Page:

So we can’t rely on the BBC, the source of so many false facts, or alternate facts if you like. Who can we rely upon? How about a Muslim woman, a migrant from the Yemen living in Germany…she says that it, radicalisation, isn’t America’s fault…it is there all along..in the religion…you know…Islam…..
https://www.youtube.com/watch?v=4Ebro6nEjTU
“Ulema have throughout Islamic history unanimously agreed that the jihad is an individual duty if the enemy destroys the Muslim countries. Nothing is more sacred than belief except repulsing an enemy who is attacking religion and life.” On that basis, and in compliance with God’s order, we issue the following fatwa to all Muslims:
The ruling to kill the Americans and their allies — civilians and military — is an individual duty for every Muslim who can do it in any country in which it is possible to do it…. We — with God’s help — call on every Muslim who believes in God and wishes to be rewarded to comply with God’s order to kill the Americans and plunder their money wherever and whenever they find it. Al Qaeda
Then how about an expert on ISIS? Could he tell us if the religion of peace is the source of so much trouble? You betcha…
Graeme Wood’s The Way of the Strangers: Encounters with the Islamic State reminds us of something that ought to be obvious: Islamic State is very Islamic.
Time present and time past are both perhaps present in time future. In Islamic State’s propaganda, they certainly are. Sayings attributed to Muhammad that foretold how the armies of Islam would defeat the armies of the Cross serve their ideologues as a hall of mirrors. What happened in the Crusades is happening now; and what happens now foreshadows what is to come.
How much does Islamic State actually believe this stuff? The assumption that it is a proxy for other concerns – born of US foreign policy, or social deprivation, or Islamophobia – comes naturally to commentators in the West. Partly this is because their instincts are often secular and liberal; partly it reflects a proper concern not to tar mainstream Islam with the brush of terrorism.

Requirement 1:
Answer these questions about the page, please:
(a) Where does the migrant woman from Yemen live?
(b) What is the full title of Graeme Wood's book?
(c) According to the page, what three concerns do Western commentators assume Islamic State is a proxy for?

Exercise input:
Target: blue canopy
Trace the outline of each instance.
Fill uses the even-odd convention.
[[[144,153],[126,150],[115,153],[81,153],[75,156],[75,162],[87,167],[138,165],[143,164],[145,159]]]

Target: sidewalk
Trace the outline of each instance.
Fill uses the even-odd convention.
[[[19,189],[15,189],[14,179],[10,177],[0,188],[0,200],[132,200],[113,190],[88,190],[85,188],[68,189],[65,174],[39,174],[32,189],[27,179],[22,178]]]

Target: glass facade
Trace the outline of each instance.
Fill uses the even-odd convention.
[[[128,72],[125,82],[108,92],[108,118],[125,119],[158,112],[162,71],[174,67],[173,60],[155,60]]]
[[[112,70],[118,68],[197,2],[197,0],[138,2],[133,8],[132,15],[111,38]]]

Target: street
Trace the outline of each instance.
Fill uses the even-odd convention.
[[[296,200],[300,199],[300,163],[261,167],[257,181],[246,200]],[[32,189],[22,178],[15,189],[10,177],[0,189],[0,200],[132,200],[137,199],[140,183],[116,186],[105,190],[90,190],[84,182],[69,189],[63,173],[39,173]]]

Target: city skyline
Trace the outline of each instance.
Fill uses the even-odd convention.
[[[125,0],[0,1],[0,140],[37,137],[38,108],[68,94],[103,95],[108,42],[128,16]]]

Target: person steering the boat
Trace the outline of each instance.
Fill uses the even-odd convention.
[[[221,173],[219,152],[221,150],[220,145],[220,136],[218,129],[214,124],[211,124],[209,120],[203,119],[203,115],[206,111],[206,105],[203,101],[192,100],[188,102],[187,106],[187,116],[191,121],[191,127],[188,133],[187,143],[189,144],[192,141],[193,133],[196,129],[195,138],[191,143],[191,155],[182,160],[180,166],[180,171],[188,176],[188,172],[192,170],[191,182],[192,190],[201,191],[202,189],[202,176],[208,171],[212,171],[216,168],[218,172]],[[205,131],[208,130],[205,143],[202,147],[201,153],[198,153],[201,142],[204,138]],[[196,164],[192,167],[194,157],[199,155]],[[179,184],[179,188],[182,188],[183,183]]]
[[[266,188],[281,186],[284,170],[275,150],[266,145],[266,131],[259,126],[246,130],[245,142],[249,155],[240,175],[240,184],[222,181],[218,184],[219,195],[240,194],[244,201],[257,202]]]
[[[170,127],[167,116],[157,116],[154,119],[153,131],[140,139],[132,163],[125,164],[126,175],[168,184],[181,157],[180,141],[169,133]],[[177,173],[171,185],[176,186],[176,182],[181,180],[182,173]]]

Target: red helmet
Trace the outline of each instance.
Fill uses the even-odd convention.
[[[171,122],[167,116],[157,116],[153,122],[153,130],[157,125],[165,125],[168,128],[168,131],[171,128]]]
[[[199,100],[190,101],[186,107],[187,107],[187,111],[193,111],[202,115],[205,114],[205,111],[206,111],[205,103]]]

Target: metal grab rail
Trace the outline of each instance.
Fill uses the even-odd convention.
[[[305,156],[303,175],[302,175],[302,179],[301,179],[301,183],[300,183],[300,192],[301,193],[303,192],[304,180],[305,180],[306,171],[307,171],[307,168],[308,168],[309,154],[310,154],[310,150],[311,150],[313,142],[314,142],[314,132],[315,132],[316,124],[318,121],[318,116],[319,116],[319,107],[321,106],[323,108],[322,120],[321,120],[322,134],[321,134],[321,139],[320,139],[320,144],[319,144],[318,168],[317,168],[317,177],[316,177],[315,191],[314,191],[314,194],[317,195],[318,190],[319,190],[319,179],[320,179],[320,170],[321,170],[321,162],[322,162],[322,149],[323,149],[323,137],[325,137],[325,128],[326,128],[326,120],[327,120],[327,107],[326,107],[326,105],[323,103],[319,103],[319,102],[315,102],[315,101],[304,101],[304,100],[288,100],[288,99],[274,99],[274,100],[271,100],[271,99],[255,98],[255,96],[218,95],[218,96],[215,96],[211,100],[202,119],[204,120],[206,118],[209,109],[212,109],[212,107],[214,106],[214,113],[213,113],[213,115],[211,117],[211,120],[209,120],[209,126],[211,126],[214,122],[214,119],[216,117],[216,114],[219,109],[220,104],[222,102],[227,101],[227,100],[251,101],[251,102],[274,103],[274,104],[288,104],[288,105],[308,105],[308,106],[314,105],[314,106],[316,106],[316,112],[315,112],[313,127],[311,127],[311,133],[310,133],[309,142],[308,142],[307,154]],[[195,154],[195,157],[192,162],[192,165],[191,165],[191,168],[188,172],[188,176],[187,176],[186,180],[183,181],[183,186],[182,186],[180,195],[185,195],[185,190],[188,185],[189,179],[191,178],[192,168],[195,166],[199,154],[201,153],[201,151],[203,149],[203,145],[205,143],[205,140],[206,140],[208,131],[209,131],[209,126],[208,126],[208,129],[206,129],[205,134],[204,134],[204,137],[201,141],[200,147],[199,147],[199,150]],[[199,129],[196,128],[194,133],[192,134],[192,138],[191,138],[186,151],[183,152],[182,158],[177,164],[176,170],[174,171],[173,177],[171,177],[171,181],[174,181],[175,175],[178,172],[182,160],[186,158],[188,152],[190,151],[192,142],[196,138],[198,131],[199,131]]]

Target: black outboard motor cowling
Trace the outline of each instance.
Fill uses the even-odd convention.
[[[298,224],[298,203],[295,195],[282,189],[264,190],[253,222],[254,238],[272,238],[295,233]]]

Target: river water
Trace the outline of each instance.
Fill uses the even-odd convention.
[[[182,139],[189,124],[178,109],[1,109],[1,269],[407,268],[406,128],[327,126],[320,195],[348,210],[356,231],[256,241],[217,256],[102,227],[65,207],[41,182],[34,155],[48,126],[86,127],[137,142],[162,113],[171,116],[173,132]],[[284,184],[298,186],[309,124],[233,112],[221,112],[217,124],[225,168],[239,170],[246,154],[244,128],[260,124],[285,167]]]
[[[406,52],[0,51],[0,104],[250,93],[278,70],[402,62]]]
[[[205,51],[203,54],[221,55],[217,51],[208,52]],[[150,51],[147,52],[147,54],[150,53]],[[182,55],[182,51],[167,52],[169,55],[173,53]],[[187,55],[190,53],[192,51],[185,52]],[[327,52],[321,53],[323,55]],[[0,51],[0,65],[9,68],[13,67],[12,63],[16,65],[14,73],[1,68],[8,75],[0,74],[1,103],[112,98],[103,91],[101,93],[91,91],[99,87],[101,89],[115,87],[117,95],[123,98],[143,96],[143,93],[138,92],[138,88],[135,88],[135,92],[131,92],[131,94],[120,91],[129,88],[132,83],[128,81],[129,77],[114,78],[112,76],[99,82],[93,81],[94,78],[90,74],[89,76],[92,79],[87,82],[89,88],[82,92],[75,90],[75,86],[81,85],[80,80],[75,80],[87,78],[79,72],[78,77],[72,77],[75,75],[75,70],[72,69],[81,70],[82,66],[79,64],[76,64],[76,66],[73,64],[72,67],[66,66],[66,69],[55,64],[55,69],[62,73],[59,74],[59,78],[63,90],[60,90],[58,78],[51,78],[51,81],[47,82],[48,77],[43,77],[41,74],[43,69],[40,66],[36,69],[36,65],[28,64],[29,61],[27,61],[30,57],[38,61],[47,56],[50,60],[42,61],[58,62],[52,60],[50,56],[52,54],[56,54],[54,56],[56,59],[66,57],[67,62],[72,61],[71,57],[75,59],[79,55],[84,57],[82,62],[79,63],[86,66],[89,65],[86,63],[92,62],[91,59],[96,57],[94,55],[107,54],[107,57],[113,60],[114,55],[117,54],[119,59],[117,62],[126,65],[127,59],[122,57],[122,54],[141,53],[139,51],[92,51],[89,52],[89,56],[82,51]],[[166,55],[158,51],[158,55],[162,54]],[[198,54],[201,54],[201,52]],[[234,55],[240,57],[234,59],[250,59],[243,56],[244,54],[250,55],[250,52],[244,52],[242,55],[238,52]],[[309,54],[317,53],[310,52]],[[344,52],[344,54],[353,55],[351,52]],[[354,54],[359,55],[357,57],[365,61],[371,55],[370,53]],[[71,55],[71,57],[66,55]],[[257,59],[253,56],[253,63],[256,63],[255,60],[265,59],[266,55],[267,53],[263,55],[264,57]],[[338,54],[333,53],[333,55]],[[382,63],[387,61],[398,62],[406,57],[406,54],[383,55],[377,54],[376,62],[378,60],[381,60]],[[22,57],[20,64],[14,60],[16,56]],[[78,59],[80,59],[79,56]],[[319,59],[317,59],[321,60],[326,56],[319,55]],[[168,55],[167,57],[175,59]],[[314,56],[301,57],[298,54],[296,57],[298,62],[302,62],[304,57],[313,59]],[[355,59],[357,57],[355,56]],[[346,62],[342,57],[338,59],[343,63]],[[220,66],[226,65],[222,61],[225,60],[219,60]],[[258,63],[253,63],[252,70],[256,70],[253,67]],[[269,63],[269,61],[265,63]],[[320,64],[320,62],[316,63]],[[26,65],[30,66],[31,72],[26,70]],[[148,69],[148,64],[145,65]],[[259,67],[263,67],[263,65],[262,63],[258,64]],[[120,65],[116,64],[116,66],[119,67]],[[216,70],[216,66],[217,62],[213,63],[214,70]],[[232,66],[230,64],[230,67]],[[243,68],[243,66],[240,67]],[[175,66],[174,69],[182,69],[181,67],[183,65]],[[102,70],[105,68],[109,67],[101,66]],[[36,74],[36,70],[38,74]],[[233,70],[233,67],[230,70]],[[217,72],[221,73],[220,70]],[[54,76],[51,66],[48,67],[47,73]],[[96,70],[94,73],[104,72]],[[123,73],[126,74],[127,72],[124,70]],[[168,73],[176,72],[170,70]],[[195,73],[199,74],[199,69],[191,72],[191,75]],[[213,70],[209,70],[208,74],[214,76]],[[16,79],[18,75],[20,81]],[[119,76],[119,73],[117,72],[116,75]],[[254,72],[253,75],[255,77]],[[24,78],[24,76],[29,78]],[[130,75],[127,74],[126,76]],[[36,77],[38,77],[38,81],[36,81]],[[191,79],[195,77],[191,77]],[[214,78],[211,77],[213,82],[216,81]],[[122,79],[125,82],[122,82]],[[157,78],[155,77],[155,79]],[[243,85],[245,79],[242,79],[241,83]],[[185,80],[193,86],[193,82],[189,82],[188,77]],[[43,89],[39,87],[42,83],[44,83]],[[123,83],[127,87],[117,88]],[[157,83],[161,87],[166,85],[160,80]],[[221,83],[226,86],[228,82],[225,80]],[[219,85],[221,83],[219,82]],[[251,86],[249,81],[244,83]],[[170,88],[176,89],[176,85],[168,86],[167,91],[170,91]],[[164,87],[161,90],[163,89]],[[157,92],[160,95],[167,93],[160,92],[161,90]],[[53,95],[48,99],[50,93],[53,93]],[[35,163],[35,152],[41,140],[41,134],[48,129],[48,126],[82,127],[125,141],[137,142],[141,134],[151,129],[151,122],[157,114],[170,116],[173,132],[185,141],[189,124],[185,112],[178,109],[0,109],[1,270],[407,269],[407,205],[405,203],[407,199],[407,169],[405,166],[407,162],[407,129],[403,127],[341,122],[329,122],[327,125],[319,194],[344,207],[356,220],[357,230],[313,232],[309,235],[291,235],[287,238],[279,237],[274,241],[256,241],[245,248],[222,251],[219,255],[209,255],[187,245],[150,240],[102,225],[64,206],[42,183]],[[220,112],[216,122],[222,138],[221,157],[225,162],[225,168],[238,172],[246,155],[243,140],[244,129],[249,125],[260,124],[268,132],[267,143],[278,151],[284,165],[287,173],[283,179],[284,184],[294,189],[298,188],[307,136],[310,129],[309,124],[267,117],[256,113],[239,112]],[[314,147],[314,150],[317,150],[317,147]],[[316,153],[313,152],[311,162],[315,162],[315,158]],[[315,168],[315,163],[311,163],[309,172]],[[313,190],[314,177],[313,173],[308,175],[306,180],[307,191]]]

Requirement 2: Gather every line of the listing that contains the word "Target". Case counts.

Written solution 1:
(a) Germany.
(b) The Way of the Strangers: Encounters with the Islamic State.
(c) US foreign policy, social deprivation, and Islamophobia.

Written solution 2:
Target: blue canopy
Target: sidewalk
Target: glass facade
Target: street
Target: city skyline
Target: person steering the boat
Target: red helmet
Target: metal grab rail
Target: black outboard motor cowling
Target: river water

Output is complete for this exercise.